# START OF Selection
This new GCC 12.3 toolchain has support for GNU indirect functions. It
lets us support __target_clones__ for the first time. This is used for
optimizing the performance of libc string functions such as strlen and
friends so far on x86, by ensuring AVX systems favor a second codepath
that uses VEX encoding. It shaves some latency off certain operations.
It's a useful feature to have for scientific computing for the reasons
explained by the test/libcxx/openmp_test.cc example which compiles for
fifteen different microarchitectures. Thanks to the upgrades, it's now
also possible to use newer instruction sets, such as AVX512FP16, VNNI.

Cosmo now uses the %gs register on x86 by default for TLS. Doing it is
helpful for any program that links `cosmo_dlopen()`. Such programs had
to recompile their binaries at startup to change the TLS instructions.
# END OF Selection
# START OF Records
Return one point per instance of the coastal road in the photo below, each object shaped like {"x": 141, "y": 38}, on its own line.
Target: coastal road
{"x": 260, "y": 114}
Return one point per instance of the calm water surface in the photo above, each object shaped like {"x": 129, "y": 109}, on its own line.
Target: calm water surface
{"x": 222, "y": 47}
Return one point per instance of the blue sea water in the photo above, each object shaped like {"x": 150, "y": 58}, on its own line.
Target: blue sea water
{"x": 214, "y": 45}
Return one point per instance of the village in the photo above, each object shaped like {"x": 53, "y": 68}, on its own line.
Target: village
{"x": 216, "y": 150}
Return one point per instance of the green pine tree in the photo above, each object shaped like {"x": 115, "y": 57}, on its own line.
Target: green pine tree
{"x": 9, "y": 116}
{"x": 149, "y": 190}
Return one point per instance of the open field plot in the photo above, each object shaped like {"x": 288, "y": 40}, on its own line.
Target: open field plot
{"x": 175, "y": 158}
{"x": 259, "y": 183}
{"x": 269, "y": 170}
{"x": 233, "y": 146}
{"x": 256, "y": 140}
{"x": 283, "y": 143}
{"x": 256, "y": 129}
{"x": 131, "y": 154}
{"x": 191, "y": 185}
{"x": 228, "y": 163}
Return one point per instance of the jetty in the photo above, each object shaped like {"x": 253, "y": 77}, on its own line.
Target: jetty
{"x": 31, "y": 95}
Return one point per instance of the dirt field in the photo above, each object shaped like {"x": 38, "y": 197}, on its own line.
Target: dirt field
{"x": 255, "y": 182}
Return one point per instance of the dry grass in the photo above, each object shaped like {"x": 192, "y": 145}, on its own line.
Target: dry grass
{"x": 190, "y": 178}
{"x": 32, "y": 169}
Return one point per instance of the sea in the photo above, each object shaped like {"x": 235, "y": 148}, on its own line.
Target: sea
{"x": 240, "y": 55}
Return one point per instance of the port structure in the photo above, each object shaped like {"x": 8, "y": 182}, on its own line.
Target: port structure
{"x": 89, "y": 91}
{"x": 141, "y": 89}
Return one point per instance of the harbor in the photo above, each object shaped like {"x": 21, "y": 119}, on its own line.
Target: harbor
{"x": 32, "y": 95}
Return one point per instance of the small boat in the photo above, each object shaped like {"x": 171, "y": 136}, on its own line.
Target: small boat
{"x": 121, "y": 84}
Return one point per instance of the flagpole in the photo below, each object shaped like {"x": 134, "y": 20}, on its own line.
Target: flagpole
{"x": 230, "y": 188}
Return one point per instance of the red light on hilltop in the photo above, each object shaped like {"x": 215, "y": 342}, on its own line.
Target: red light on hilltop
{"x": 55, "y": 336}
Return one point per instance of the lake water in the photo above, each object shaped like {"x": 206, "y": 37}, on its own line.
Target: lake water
# END OF Records
#### [Given problem 1]
List every abbreviation written entirely in capital letters (including any with digits) that appears in the release notes.
#### [Given problem 2]
According to the release notes, how many different microarchitectures does the test/libcxx/openmp_test.cc example compile for?
#### [Given problem 3]
Do these statements agree with the release notes? (a) Cosmo now uses the %fs register on x86 by default for TLS. (b) The new toolchain is GCC 12.3. (c) AVX systems are made to favor a codepath that uses VEX encoding.
Rely only on the release notes when answering.

#### [Correct answer 1]
GCC, GNU, AVX, VEX, AVX512FP16, VNNI, TLS

#### [Correct answer 2]
Fifteen.

#### [Correct answer 3]
(a) No: "Cosmo now uses the %gs register on x86 by default for TLS."
(b) Yes: "This new GCC 12.3 toolchain has support for GNU indirect functions."
(c) Yes: "by ensuring AVX systems favor a second codepath that uses VEX encoding."